• [Instructions to follow] Taking the listing below, restate word for word each line from the line with "query: locate the bare shoulder" to the line with "query: locate the blue scrub top", ends included, and stop there.

• [Data to use]
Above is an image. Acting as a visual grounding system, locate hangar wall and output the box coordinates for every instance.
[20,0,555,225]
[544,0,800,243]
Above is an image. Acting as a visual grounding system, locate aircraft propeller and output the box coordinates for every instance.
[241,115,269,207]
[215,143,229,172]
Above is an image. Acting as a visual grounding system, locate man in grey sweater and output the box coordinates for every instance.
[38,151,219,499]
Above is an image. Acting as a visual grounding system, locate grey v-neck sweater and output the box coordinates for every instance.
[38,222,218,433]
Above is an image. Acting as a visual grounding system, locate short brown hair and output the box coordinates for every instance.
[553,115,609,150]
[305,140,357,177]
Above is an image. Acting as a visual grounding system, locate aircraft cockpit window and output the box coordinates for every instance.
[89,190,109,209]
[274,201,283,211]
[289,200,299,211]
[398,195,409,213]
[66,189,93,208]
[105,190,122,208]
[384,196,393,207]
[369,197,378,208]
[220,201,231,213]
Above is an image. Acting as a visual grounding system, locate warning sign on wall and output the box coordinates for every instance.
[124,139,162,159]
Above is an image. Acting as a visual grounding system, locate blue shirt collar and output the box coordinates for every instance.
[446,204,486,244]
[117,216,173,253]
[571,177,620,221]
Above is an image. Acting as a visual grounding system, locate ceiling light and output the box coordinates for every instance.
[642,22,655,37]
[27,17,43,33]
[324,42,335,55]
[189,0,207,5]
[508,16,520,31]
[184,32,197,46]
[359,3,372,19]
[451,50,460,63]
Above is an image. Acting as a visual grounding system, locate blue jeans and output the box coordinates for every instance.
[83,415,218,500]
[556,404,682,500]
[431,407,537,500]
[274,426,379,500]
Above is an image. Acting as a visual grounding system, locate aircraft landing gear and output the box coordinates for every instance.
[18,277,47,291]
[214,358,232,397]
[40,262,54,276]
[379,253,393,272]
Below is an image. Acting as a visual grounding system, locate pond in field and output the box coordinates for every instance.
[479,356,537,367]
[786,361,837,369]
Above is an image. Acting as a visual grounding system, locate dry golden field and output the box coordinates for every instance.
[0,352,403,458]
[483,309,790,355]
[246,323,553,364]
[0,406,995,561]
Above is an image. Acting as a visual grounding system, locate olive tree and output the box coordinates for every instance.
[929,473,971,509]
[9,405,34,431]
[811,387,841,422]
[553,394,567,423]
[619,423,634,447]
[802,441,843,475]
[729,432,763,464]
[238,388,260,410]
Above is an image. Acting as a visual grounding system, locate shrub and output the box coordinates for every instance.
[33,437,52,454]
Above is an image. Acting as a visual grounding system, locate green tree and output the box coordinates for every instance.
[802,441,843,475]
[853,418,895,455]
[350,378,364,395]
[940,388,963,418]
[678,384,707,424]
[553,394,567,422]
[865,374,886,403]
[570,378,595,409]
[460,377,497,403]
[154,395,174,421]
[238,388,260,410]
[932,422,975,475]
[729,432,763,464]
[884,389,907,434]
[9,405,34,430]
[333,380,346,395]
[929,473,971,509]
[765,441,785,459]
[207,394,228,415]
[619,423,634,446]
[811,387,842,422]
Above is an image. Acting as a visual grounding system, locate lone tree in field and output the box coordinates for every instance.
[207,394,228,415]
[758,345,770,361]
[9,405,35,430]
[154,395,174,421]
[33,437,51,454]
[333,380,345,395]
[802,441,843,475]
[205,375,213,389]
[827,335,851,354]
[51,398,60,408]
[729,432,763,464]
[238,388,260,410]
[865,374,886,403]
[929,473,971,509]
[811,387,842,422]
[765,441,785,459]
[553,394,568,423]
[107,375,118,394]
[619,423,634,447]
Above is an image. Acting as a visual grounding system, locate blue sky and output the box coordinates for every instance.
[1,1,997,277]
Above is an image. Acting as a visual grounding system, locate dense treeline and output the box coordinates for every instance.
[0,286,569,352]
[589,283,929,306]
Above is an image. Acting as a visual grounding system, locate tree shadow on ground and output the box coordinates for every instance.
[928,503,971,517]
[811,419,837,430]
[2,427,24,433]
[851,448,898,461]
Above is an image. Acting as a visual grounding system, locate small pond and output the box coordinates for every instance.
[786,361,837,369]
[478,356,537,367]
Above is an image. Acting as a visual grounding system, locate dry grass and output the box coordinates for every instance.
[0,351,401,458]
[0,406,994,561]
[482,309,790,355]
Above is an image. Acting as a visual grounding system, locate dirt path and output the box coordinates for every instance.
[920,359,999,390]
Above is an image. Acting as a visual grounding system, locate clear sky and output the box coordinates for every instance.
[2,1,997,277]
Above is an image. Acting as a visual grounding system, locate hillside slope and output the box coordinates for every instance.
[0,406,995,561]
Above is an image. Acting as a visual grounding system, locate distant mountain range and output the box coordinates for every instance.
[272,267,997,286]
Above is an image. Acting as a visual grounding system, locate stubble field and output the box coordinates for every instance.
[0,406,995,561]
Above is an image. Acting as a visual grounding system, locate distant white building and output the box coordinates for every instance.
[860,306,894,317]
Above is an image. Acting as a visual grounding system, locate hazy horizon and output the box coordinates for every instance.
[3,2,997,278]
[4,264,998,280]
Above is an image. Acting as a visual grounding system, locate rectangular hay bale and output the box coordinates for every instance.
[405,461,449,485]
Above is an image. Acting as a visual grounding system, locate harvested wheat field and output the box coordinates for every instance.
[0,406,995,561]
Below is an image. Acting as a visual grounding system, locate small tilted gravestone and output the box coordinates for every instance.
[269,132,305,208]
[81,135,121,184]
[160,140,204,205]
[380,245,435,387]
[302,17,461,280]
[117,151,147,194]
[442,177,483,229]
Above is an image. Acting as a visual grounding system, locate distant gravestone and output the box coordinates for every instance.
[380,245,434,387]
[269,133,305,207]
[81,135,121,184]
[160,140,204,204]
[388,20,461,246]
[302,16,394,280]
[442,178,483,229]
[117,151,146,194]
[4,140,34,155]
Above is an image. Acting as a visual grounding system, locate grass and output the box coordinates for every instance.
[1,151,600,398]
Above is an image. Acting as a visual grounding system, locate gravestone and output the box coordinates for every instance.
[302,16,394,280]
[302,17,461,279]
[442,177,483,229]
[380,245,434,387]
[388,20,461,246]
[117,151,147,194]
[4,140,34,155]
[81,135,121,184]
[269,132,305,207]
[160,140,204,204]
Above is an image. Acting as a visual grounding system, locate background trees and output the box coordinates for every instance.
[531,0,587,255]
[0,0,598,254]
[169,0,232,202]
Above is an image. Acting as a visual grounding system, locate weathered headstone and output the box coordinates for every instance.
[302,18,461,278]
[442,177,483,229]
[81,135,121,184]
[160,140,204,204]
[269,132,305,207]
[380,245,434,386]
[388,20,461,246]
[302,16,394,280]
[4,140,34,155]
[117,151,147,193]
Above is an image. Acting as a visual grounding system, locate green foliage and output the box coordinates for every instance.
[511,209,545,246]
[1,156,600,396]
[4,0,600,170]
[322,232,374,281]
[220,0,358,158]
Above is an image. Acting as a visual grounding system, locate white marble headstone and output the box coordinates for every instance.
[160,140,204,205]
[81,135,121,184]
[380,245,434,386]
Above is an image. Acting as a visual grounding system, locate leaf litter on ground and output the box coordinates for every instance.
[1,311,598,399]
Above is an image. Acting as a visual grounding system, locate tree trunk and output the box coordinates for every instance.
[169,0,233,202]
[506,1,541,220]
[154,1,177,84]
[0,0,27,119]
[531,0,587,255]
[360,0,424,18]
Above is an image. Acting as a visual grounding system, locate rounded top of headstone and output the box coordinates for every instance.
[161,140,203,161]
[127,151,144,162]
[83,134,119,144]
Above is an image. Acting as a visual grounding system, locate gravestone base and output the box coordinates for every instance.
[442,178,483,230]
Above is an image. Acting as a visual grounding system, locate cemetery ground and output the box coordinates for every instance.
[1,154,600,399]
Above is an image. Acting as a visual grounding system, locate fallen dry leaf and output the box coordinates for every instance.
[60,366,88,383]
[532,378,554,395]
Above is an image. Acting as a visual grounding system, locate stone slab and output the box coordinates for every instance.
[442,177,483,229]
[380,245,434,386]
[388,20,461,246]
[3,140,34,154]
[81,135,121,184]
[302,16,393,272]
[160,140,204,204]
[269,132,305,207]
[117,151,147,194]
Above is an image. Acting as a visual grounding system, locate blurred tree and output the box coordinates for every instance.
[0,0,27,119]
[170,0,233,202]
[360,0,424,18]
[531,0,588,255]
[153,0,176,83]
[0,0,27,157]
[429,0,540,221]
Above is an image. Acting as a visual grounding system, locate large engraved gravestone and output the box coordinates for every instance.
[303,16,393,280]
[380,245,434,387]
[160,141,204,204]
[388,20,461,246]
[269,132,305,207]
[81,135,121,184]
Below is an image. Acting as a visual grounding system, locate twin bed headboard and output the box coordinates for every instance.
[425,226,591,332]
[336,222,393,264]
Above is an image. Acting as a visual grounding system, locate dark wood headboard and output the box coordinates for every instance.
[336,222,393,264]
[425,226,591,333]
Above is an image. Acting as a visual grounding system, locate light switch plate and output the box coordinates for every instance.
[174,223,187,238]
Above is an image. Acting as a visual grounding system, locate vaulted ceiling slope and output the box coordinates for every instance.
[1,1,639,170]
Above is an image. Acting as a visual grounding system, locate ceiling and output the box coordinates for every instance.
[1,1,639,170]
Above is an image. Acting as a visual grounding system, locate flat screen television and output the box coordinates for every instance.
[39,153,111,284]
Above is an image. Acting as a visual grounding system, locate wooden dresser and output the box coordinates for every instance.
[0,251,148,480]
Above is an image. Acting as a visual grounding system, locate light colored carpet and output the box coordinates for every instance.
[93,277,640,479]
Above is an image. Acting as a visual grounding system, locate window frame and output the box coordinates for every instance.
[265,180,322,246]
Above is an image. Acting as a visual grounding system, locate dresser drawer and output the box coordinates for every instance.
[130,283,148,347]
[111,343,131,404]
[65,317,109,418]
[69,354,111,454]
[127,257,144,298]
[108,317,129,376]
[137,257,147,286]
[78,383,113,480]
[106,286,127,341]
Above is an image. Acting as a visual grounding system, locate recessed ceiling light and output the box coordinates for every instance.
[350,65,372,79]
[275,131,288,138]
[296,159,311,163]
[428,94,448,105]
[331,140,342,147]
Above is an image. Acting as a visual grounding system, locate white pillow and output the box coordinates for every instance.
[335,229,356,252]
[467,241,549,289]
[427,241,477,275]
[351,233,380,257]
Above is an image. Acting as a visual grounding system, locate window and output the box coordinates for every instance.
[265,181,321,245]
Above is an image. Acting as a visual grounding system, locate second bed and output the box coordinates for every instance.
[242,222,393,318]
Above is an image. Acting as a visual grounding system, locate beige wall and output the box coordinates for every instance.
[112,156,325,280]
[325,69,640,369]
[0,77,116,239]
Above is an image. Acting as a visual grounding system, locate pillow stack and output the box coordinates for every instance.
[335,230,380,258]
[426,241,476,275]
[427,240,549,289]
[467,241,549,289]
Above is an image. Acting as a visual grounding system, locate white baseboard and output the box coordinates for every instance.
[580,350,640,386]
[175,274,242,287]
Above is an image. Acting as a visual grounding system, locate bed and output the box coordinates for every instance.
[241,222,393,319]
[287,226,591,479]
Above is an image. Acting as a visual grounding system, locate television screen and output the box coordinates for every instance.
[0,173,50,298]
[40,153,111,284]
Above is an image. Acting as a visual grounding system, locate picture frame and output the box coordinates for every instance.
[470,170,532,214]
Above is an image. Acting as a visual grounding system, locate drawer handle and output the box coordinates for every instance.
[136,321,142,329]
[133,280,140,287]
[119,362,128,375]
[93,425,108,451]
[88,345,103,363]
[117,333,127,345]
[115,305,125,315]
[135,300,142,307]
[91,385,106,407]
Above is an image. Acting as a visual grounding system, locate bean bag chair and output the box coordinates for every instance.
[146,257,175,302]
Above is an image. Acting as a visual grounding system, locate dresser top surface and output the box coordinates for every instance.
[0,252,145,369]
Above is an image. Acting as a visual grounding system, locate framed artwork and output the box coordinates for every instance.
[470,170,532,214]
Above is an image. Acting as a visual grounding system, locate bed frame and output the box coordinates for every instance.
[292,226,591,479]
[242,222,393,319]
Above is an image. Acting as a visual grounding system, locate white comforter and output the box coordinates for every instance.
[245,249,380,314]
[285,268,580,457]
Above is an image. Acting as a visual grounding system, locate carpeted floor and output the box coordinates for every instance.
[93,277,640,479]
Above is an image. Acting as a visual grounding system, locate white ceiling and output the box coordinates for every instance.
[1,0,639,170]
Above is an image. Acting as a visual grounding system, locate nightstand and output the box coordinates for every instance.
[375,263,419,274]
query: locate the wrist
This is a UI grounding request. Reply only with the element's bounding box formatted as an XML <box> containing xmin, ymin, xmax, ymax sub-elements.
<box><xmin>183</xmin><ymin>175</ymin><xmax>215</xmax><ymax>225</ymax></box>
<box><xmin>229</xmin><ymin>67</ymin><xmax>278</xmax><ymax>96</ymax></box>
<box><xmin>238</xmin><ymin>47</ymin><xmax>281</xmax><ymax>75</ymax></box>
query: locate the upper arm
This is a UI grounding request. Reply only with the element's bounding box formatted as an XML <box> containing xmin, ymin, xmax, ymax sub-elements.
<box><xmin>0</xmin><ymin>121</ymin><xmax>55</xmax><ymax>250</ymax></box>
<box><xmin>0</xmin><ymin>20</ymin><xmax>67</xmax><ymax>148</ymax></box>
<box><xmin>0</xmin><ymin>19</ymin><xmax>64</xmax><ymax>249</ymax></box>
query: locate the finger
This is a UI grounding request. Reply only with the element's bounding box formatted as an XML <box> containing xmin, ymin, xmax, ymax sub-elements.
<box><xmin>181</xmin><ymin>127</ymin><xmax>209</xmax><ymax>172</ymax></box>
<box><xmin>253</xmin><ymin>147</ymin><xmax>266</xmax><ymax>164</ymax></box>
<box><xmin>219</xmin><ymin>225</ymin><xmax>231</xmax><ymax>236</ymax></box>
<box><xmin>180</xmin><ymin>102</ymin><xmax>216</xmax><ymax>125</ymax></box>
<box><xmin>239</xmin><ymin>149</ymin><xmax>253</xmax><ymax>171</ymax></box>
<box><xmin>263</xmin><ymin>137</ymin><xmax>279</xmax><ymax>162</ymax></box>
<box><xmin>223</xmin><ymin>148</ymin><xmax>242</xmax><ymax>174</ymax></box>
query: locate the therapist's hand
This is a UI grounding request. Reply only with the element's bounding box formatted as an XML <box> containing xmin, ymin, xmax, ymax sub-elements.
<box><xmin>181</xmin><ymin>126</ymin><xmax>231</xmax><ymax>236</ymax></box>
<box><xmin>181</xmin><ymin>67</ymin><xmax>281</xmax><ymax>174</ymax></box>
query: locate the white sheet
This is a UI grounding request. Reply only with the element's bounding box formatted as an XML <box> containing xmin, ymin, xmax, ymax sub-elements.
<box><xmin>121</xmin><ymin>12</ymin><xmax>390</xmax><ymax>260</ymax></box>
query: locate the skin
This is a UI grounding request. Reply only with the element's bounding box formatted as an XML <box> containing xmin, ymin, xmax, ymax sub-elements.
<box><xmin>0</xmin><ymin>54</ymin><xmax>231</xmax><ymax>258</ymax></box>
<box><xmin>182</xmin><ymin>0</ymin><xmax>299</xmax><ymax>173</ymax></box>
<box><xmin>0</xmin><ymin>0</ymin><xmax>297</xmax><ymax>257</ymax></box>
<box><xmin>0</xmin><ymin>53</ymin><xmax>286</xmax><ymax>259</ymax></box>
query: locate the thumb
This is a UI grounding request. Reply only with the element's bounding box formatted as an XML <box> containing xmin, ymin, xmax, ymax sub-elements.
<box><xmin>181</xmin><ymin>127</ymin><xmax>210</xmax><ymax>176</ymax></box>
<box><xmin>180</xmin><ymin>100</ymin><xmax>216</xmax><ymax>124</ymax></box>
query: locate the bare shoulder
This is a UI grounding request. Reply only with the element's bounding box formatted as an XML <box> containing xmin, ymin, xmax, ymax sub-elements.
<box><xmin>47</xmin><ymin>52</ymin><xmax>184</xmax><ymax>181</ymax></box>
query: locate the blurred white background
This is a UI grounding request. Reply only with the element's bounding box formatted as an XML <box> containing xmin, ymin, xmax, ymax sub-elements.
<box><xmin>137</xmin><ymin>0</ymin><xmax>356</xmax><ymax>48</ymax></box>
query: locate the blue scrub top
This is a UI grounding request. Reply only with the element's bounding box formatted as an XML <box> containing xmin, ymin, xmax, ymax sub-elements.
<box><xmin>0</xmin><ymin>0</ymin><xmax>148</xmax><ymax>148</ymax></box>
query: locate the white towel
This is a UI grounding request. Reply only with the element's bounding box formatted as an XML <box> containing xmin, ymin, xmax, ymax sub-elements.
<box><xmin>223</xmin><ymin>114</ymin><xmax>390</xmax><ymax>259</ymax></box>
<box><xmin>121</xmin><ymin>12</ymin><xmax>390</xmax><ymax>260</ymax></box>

• [Response area]
query: locate the bare shoulder
This is a UI grounding request. Reply only with the element's bounding box formatted as an XML <box> containing xmin, ymin, xmax, ymax sub-elements.
<box><xmin>47</xmin><ymin>52</ymin><xmax>184</xmax><ymax>181</ymax></box>
query: locate the blurred white background
This is a UI grounding request. Reply only with the element's bounding box formatted as an XML <box> containing xmin, ymin, xmax, ymax sub-elements.
<box><xmin>137</xmin><ymin>0</ymin><xmax>356</xmax><ymax>48</ymax></box>
query: locate the blue scrub top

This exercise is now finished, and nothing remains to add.